» **TEXTO DA PÁGINA**
==========
A vivência do policial é importante na hora de fazer escolhas, pois cada escolha traz consequências. Há as consequências previsíveis e as inimagináveis. Mas as consequências, oriundas das escolhas, comporão a imagem que a sociedade faz do policial e da instituição que representa. Há uma série de filmetes no canal Youtube, intitulada “Ameriquest Mortgage Company Hilarious Series of Commercials”, disponível no link  <https://www.youtube.com/watch?v=6nhbjUS_oCg>.

Os filmetes demonstram ser preciso fazer escolhas adequadas (nem sempre certas ou erradas, mas adequadas), as quais afetarão nossa imagem como pessoas, profissionais e integrantes de uma organização, que será igualmente afetada pela percepção dos indivíduos acerca da adequação de nossas escolhas para a imagem de quem representamos. Os filmetes são propagandas da Ameriquest Mortgage Company, os quais apresentam uma situação inusitada de impacto ao final, tal qual a que encontraríamos numa cena de provável crime, por exemplo. Rodado todo o vídeo, demonstra-se que na eventualidade de se presenciar apenas a cena final, a situação tida como errada, ilícita ou suspeita, não passa de um desdobramento de um evento cotidiano comum, cercado de circunstâncias que levaram àquele “pré-conceito” inicial.

A moral da história é que não devemos nos impressionar com a primeira cena, em especial o policial, o qual tem o dever de relatar o fato real e não uma impressão fragmentada dele. Esse cuidado evita muitos mal-entendidos que podem gerar constrangimentos e prejuízos consideráveis para pessoas inocentes. Como exemplo prático, há alguns anos a direção de uma escola infantil paulista, Escola Base, foi acusada de participação em pedofilia, apurando-se, depois, que as acusações eram infundadas. O delegado foi induzido pelo sensacionalismo da imprensa.

É comum em entrevistas com pessoas do povo o fato de externarem preconceitos acerca da conduta policial, especialmente quando se discute a diferença de abordagem de idosos, mulheres, gestantes e homossexuais, assim como de adolescentes do sexo masculino e do feminino.
Independentemente das condições pessoais do abordado, o policial deve ter uma conduta uniforme? Nem sempre, pois na hipótese de uma gestante, um idoso e outros casos de pessoas com mobilidade reduzida, por exemplo, a abordagem deve ser diferente, em função do respeito que devemos ter para com as circunstâncias especiais que essas pessoas enfrentam. Naturalmente a diferença de abordagem não pode induzir uma abordagem mal feita. Apesar de a ataraxia ser um valor a ser cultuado pelo policial, a condição da pessoa deve ser levada em conta no momento da abordagem. Exemplo: uma gestante que resista nunca poderá ser dominada, algemada e conduzida da mesma forma que um homem adulto sóbrio e saudável.
==========
Itens armazenados do conjunto de dados:
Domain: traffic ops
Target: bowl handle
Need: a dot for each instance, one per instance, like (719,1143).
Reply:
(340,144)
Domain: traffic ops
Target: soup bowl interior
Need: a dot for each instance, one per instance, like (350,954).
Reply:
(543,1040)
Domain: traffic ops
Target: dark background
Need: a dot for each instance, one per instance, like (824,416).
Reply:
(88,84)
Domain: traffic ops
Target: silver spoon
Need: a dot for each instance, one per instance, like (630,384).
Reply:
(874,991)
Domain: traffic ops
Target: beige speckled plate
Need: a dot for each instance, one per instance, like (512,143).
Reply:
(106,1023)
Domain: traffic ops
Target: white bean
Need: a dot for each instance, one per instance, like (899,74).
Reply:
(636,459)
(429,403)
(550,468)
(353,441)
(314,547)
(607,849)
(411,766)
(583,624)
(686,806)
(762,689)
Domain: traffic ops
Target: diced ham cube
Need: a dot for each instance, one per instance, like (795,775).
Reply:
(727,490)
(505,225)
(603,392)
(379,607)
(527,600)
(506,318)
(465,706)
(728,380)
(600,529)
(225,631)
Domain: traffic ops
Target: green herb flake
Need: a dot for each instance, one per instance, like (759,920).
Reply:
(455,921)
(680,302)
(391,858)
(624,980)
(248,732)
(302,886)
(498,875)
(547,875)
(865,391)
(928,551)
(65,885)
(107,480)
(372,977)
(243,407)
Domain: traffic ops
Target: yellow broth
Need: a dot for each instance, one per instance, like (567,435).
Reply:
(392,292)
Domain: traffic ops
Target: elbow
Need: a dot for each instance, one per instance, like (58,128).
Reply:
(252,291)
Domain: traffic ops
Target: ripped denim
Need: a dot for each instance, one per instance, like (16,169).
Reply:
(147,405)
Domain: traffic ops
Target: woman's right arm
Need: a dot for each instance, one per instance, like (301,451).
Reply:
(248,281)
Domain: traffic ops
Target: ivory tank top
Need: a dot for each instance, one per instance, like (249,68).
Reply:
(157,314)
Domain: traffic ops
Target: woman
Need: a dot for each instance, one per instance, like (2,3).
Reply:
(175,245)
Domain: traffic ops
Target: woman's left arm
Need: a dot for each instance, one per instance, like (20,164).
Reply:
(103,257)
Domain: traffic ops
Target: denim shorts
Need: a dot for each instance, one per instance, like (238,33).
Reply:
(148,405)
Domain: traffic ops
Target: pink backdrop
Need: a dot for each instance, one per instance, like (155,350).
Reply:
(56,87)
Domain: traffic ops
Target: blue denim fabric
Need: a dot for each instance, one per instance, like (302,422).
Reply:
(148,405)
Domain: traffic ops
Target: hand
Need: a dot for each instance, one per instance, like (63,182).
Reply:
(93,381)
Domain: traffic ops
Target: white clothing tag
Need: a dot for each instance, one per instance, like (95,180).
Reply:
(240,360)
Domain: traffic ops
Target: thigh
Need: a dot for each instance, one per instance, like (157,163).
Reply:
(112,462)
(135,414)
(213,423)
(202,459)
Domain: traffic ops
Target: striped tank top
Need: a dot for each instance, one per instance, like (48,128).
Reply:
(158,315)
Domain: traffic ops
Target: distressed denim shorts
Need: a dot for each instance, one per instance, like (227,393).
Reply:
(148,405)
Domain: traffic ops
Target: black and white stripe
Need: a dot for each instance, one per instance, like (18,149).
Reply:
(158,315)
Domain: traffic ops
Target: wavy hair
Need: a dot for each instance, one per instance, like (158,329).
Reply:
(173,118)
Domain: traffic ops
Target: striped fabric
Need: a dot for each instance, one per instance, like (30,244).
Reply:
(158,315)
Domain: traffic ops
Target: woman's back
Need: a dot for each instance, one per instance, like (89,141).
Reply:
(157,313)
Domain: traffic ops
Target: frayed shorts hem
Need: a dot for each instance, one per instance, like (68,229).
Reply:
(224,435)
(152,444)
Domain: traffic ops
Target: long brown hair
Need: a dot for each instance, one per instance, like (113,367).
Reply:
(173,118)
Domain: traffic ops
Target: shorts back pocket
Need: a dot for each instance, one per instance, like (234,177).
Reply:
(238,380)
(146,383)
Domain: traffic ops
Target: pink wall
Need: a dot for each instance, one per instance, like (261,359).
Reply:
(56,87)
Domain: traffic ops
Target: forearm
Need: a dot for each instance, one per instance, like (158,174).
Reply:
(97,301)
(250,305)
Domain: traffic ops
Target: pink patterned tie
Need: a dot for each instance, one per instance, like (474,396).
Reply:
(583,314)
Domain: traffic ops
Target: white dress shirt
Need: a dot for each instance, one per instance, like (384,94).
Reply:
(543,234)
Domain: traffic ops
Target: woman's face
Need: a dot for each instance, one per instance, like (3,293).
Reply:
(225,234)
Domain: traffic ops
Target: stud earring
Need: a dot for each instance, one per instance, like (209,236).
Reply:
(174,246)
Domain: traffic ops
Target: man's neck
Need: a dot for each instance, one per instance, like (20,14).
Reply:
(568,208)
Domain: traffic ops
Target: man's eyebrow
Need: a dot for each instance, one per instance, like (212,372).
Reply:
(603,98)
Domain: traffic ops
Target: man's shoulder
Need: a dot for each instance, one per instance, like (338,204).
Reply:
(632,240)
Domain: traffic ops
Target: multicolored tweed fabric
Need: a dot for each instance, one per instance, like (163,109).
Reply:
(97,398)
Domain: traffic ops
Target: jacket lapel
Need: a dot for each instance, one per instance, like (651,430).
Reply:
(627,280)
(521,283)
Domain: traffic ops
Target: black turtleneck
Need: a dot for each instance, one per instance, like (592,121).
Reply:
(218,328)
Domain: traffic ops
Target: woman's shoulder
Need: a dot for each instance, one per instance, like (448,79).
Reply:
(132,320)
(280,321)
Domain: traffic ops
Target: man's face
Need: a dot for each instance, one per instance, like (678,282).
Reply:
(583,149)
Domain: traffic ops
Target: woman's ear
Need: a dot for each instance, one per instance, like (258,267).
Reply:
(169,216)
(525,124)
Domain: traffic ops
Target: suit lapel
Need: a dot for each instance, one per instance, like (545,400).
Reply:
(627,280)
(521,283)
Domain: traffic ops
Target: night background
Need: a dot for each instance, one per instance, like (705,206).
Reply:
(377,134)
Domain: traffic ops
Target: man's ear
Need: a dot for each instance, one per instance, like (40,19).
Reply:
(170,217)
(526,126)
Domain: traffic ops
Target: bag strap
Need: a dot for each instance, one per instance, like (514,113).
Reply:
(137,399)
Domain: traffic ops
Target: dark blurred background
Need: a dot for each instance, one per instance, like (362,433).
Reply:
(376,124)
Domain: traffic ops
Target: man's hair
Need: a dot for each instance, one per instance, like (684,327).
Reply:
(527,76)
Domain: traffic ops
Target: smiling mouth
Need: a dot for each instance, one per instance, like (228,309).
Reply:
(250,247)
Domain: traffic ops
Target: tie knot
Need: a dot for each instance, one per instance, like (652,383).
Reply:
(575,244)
==========
» **O QUE FAZER**
1/ Responda com base no texto sobre a conduta policial:
(a) De qual empresa são as propagandas mostradas nos filmetes?
(b) Qual escola infantil teve sua direção acusada de participação em pedofilia?
(c) Segundo o texto, o que induziu o delegado no caso dessa escola?
2/ Transcreva do texto sobre a conduta policial o trecho que vai de "A vivência do" até "no link  <https://www.youtube.com/watch?v=6nhbjUS_oCg>.".
3/ Escreva a continuação do texto sobre a conduta policial a partir do ponto em que ele termina.

» **RESPOSTAS POR TAREFA**
1/
(a) Da Ameriquest Mortgage Company.
(b) A Escola Base, uma escola infantil paulista.
(c) O sensacionalismo da imprensa.

2/
A vivência do policial é importante na hora de fazer escolhas, pois cada escolha traz consequências. Há as consequências previsíveis e as inimagináveis. Mas as consequências, oriundas das escolhas, comporão a imagem que a sociedade faz do policial e da instituição que representa. Há uma série de filmetes no canal Youtube, intitulada “Ameriquest Mortgage Company Hilarious Series of Commercials”, disponível no link  <https://www.youtube.com/watch?v=6nhbjUS_oCg>.

3/
O filme “A troca”, por exemplo,  estrelado por Angelina Jolie, aborda a ideia da responsabilidade ética pelos nossos atos, pois o filme demonstra a falta de preparo, a preguiça e o comprometimento político dos policiais envolvidos, os quais não medem esforços para impor sua versão dos fatos. Não é incomum no ambiente policial se eleger um suspeito que se adeque ao perfil do infrator, passando-se a buscar provas para incriminá-lo, em desatendimento à observação do princípio da busca da verdade real. 

Como é variável a capacidade de compreensão da comunicação, conforme a percepção do receptor, num grupo é necessário que haja uniformidade de conceitos, para que a comunicação seja bem compreendida. É comum a utilização de linguagem por códigos no meio policial, como o alfabeto fonético internacional, a linguagem Q e, nas ações táticas, os comandos por gestos. Assim, é essencial que a mensagem seja “clara, precisa e concisa”, na medida do possível, ainda que transmitida por códigos não unívocos. A exata compreensão das ordens e comandos permite que a ação policial seja correta. Exemplos de ações desastradas temos no caso do Ônibus 174 – de cuja história foi feito um filme homônimo – e do trágico Caso Eloá.

quinta-feira, 17 de setembro de 2015

POLÍCIA PROTETORA



Como trabalho na área de segurança pública, por obrigação já li quase toda a coleção editada pela Edusp, “Polícia e sociedade”.
Um dos volumes é “Polícias e Sociedades na Europa”, escrito por Jean Claude Monet, no qual o autor discorre sobre os primórdios da polícia naquele continente, o que praticamente coincide com a origem da polícia.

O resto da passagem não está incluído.